— Start —

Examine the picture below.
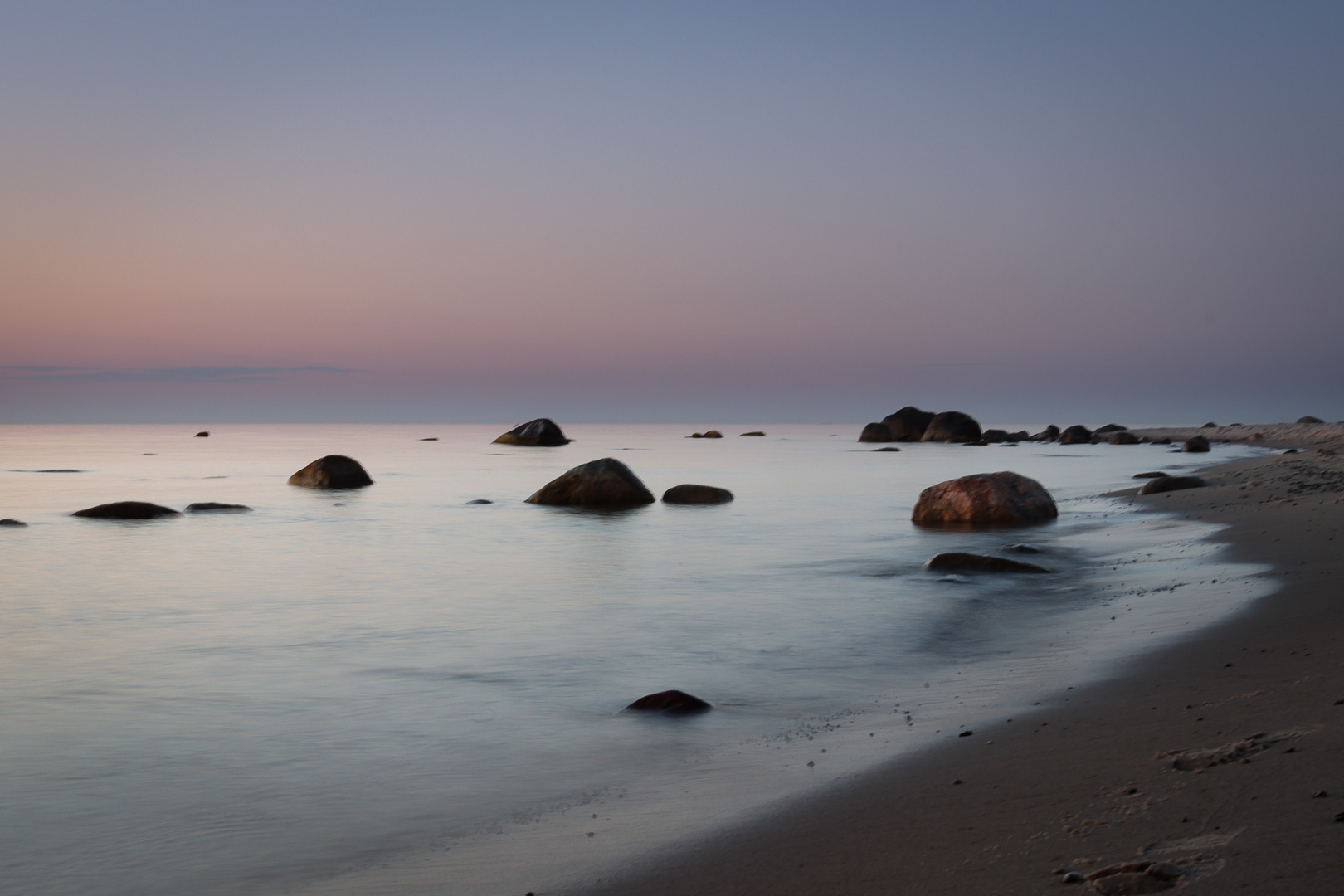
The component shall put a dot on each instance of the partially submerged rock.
(952, 426)
(605, 483)
(539, 433)
(674, 703)
(332, 472)
(696, 494)
(956, 562)
(988, 499)
(908, 423)
(1171, 484)
(125, 511)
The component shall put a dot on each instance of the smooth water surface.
(251, 702)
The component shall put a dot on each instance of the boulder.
(674, 703)
(908, 423)
(605, 483)
(539, 433)
(979, 563)
(1075, 436)
(875, 433)
(696, 494)
(993, 499)
(1171, 484)
(332, 472)
(125, 511)
(952, 426)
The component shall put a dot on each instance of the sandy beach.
(1214, 765)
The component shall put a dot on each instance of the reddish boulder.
(993, 499)
(605, 483)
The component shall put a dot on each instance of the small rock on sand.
(979, 563)
(674, 703)
(125, 511)
(696, 494)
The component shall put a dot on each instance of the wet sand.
(1252, 712)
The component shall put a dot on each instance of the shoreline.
(1079, 787)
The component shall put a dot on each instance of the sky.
(691, 212)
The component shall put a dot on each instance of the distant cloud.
(164, 373)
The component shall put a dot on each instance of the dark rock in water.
(875, 433)
(1075, 436)
(696, 494)
(908, 423)
(541, 433)
(332, 472)
(125, 511)
(979, 563)
(1171, 484)
(993, 499)
(952, 426)
(605, 483)
(674, 703)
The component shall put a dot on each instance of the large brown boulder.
(332, 472)
(908, 423)
(1075, 436)
(993, 499)
(952, 426)
(956, 562)
(1171, 484)
(696, 494)
(125, 511)
(542, 433)
(674, 703)
(605, 483)
(1196, 444)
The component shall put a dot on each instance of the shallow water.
(342, 680)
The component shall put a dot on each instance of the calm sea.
(347, 684)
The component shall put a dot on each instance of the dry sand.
(1220, 761)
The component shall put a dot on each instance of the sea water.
(339, 685)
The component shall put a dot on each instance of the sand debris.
(1235, 751)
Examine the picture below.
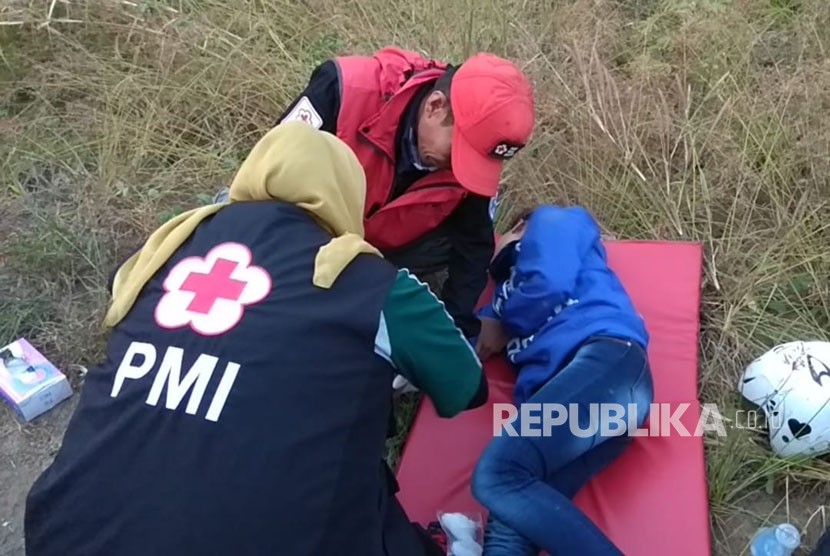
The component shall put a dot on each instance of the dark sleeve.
(319, 103)
(472, 244)
(420, 340)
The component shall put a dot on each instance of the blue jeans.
(527, 483)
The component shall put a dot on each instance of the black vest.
(287, 464)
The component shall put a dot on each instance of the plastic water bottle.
(781, 540)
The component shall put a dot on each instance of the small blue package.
(29, 382)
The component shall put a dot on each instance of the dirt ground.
(26, 449)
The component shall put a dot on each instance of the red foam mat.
(653, 500)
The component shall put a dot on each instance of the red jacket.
(375, 92)
(363, 100)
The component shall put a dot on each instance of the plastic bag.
(464, 533)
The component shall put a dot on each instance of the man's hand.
(492, 338)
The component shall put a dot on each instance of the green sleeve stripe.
(423, 343)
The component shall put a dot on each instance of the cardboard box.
(29, 382)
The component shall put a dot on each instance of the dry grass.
(696, 120)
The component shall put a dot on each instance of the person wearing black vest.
(243, 402)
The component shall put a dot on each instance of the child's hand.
(492, 338)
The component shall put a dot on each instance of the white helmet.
(791, 384)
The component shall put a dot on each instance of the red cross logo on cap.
(210, 294)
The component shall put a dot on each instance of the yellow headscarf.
(293, 163)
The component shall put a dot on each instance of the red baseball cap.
(492, 105)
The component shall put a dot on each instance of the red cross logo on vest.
(210, 294)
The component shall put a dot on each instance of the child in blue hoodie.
(575, 339)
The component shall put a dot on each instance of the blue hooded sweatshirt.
(558, 292)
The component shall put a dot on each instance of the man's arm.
(319, 103)
(418, 337)
(473, 241)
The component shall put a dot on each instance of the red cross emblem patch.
(210, 294)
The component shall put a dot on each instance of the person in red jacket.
(432, 139)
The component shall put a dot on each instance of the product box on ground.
(29, 382)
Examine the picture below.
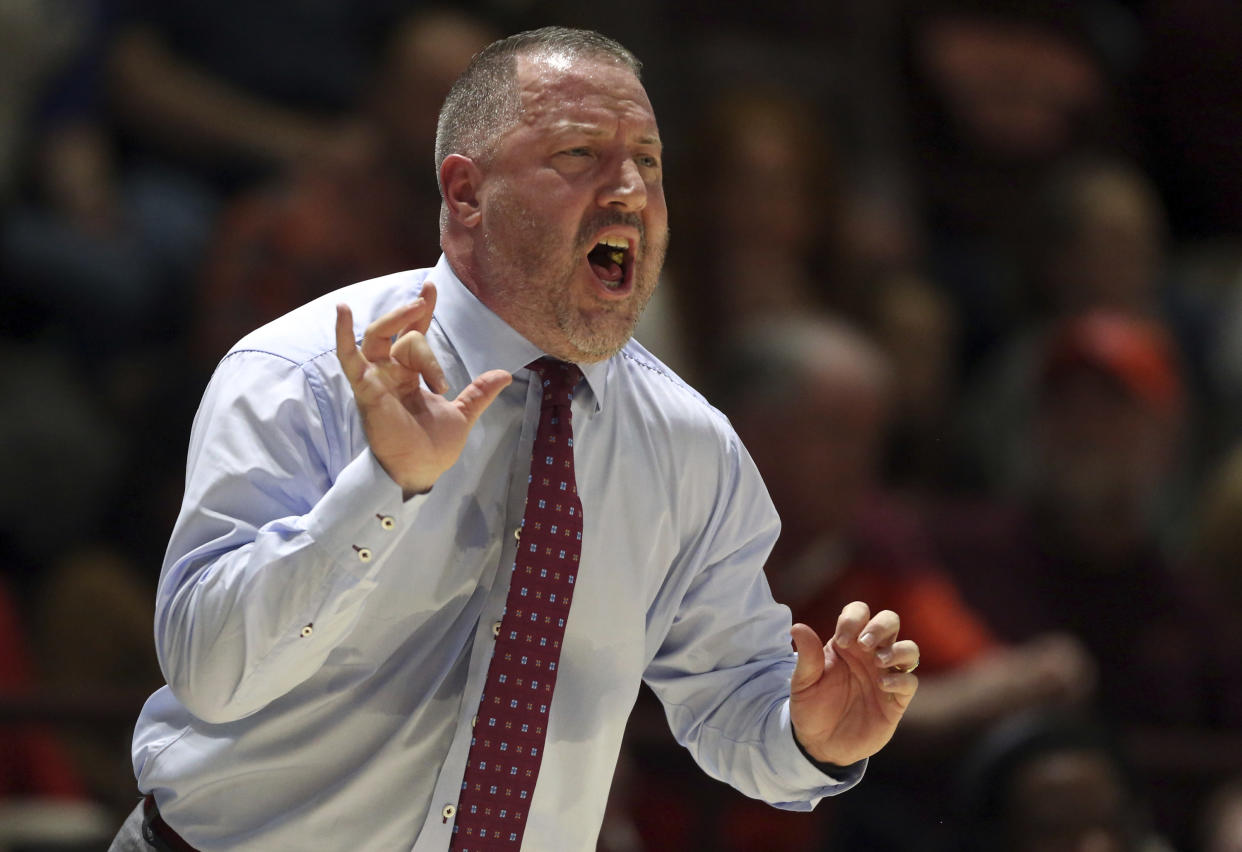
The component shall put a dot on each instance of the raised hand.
(415, 432)
(846, 697)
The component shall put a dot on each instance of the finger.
(421, 321)
(850, 624)
(347, 345)
(881, 630)
(481, 393)
(378, 338)
(412, 352)
(810, 658)
(899, 683)
(899, 655)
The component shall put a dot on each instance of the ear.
(460, 178)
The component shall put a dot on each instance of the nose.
(624, 188)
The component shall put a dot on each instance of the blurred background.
(979, 260)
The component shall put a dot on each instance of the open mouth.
(612, 261)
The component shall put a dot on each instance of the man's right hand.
(416, 434)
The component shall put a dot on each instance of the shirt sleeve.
(723, 668)
(281, 534)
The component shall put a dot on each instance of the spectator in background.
(755, 237)
(843, 538)
(1221, 820)
(917, 327)
(77, 263)
(1083, 548)
(1079, 549)
(313, 231)
(1096, 242)
(1045, 784)
(1002, 91)
(211, 96)
(1214, 566)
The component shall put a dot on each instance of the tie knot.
(558, 378)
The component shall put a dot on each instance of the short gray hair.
(482, 103)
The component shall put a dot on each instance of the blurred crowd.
(965, 275)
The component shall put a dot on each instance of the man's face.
(574, 224)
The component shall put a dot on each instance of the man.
(335, 615)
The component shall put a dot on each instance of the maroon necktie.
(512, 720)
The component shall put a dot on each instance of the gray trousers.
(131, 838)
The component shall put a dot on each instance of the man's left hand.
(846, 697)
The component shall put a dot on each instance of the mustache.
(602, 219)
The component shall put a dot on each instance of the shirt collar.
(485, 342)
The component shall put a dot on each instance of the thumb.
(810, 658)
(481, 393)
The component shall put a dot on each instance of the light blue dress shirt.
(326, 643)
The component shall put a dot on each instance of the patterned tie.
(512, 720)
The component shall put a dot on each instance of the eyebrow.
(594, 131)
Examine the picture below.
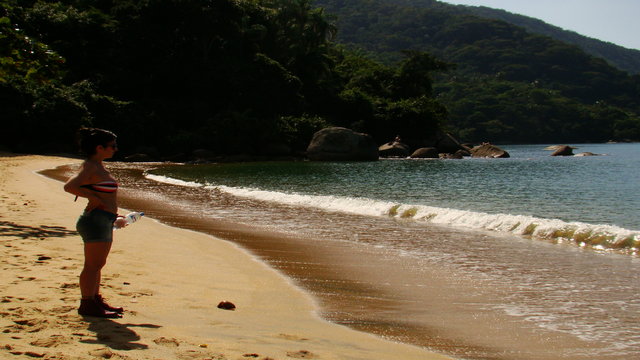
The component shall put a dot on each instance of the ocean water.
(591, 200)
(530, 257)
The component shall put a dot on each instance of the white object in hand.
(131, 217)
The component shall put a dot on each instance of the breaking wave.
(600, 237)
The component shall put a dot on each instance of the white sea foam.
(598, 236)
(172, 181)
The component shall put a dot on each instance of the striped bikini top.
(103, 186)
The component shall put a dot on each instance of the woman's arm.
(84, 176)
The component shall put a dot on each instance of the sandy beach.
(169, 280)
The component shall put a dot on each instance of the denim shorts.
(96, 226)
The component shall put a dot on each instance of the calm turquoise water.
(593, 200)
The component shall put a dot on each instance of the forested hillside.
(618, 56)
(260, 77)
(171, 76)
(509, 85)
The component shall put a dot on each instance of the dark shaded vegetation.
(260, 77)
(510, 85)
(172, 76)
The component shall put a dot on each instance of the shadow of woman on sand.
(115, 335)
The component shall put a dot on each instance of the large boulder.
(488, 151)
(394, 149)
(444, 142)
(425, 153)
(563, 150)
(340, 144)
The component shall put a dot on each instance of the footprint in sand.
(302, 354)
(52, 341)
(31, 325)
(292, 337)
(106, 353)
(167, 341)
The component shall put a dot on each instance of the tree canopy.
(177, 75)
(509, 85)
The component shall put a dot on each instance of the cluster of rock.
(566, 150)
(341, 144)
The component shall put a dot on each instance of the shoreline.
(171, 313)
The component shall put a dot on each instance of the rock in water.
(563, 150)
(425, 153)
(489, 151)
(341, 144)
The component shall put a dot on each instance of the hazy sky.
(615, 21)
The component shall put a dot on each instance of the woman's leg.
(95, 257)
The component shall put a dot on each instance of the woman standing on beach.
(95, 225)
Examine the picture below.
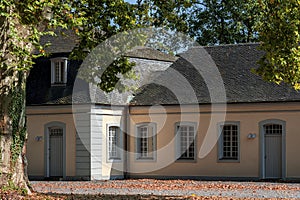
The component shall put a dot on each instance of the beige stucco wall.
(248, 115)
(37, 118)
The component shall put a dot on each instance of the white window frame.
(119, 142)
(179, 142)
(221, 157)
(145, 153)
(63, 77)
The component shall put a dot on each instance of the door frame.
(262, 146)
(46, 147)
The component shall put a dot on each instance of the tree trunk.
(13, 74)
(13, 133)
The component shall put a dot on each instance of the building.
(179, 125)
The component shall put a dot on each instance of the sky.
(131, 1)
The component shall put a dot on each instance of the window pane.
(230, 145)
(187, 147)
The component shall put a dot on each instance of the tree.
(279, 32)
(223, 21)
(22, 23)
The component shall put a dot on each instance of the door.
(273, 150)
(56, 152)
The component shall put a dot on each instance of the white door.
(56, 152)
(273, 150)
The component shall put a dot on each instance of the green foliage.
(223, 22)
(17, 115)
(12, 187)
(279, 33)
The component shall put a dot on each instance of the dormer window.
(59, 70)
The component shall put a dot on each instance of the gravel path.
(173, 188)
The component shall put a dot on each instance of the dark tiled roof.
(234, 63)
(39, 89)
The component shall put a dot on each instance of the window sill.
(228, 161)
(114, 160)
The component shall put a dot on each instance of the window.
(186, 133)
(229, 142)
(56, 131)
(146, 141)
(114, 143)
(273, 129)
(59, 70)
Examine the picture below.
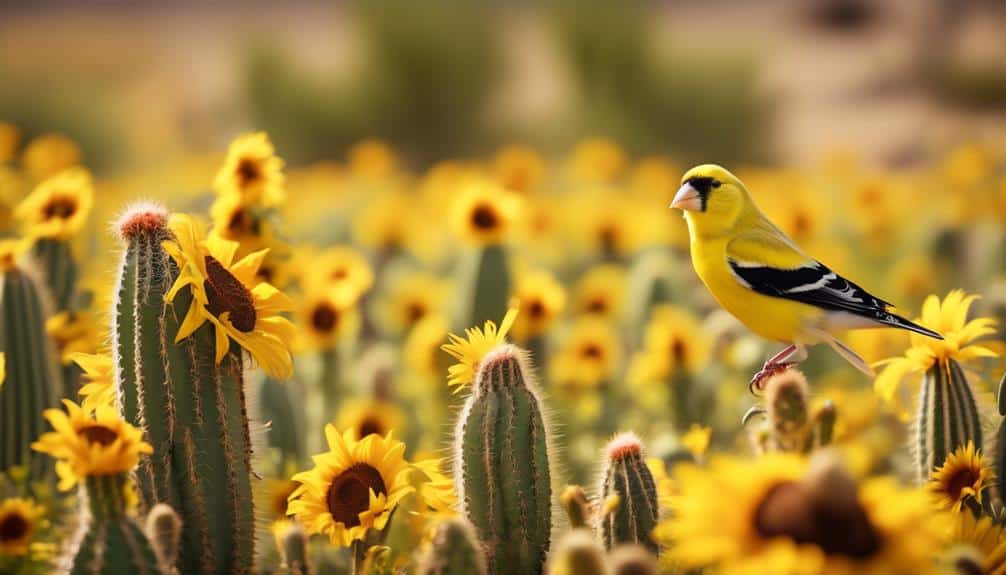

— End —

BRIEF:
Go through the records above and keep only the lines that contain the string "door". Copy each of those lines without changes.

FINAL RESULT:
The component shall put a dot on each instance of the door frame.
The component shall put a dot on each instance of the door.
The component shall put a dot on each instance of the white door.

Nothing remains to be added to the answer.